DOCUMENT SEGMENT:
= Beginning of Section =

How does the MR practitioner elicit the characteristic firmness? The tissues must be approached at an oblique angle. This approach, together with counterpressure from the inertia of the integrated body segments, seems to direct the resultant vectors so as to produce internal shear forces among musculoskeletal structures in precise directions. A clear sensation of relative movement among myofascial compartments is produced. The movement happens in small increments, which become larger toward the end of a maneuver, after which the subject often feels a burning sensation. For the practitioner, the feeling resembles that of blunt dissection surgical technique, in which the surgeon discriminates neighboring structures with a blunt instrument, such as the fingers. Blunt dissection creates minimal surgical lesions because it discriminates structures at natural separation points— along the planes of cleavage. In an MR maneuver, the practitioner can often discern which cleavage planes are most likely involved.

= End of Section =

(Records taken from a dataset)
= Beginning of Section =

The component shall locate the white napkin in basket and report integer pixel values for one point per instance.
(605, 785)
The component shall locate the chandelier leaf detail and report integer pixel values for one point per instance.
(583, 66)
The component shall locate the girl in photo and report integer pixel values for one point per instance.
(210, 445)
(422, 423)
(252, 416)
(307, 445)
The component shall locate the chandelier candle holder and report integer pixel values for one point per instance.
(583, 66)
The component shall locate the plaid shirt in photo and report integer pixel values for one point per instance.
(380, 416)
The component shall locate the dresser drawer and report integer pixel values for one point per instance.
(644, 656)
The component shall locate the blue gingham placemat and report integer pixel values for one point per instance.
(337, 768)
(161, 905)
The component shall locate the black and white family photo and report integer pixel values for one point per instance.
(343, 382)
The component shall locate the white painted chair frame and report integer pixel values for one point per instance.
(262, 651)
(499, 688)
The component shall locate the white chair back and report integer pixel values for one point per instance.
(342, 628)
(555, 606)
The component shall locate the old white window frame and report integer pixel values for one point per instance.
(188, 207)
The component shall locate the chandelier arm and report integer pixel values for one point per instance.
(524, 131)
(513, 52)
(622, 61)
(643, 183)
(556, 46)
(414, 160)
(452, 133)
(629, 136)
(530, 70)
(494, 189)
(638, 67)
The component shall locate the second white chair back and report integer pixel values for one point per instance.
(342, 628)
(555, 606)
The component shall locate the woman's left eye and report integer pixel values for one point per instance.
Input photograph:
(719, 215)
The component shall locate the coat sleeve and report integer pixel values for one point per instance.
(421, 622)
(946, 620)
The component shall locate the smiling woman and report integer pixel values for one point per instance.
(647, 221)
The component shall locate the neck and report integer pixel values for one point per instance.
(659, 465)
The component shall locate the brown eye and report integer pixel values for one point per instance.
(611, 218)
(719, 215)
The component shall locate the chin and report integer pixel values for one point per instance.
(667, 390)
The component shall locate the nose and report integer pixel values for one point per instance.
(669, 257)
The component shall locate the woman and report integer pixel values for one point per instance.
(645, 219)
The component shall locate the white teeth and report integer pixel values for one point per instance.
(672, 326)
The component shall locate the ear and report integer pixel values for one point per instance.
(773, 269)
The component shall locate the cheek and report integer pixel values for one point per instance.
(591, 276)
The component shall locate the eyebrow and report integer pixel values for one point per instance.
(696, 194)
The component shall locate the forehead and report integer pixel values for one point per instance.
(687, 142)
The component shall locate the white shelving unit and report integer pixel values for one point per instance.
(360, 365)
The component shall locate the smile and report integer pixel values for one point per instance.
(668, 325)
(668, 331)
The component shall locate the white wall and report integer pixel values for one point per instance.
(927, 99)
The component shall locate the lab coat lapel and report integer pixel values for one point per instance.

= End of Section =

WORK REQUEST 1: Based on the passage on the MR maneuver, list every statement it makes about blunt dissection surgical technique.
WORK REQUEST 2: Carry the passage on the MR maneuver forward from its last sentence.

OUTPUT 1:
- In blunt dissection, the surgeon discriminates neighboring structures with a blunt instrument, such as the fingers.
- Blunt dissection creates minimal surgical lesions.
- It discriminates structures at natural separation points, along the planes of cleavage.

OUTPUT 2:
Perhaps the direction and concentration of forces in MR release abnormal adhesions in areolar connective tissue within muscle compartments and between other fascial structures. Because these adhesions influence relative muscle position, one of MR’s possible mechanisms of action could be to re-establish relative muscle mobility and to let the muscles optimize their positions relative to each other in movement. This optimized relationship might produce better myofascial force transmission, as described by Huijing(), from which better motor function might follow.

Involuntary Motor Reactions Suggest Involvement of the Nervous System

When manual contact with the sense of firmness is sufficiently precise and sustained, the client begins to show involuntary motor reactions of various kinds. These kinds of reactions were first recorded during a maneuver in the occipital region: isometric activity of the cervical erectors appeared and progressively intensified during the maneuver. Simultaneously, the practitioner felt his hands pressed into the table by the involuntary extension of the subject’s head and upper cervical spine. The reaction can be strong enough for the muscular activity to be both seen and palpated (demonstrated at http://musclerepositioning.blogspot.com/).

Other involuntary motor activities observed include eyelid flickering, horizontal eye movements, tremors, and clonic and tonic appendicular movements. A few subjects have even shown the extreme reaction of involuntarily rising from supine to a seated position (demonstrated at http://musclerepositioning.blogspot.com/). The observation of such phenomena led the author’s group to hypothesize that the MR touch might stimulate physiologic neural reflexes, and to perform electromyographic (EMG) measurements to test the hypothesis.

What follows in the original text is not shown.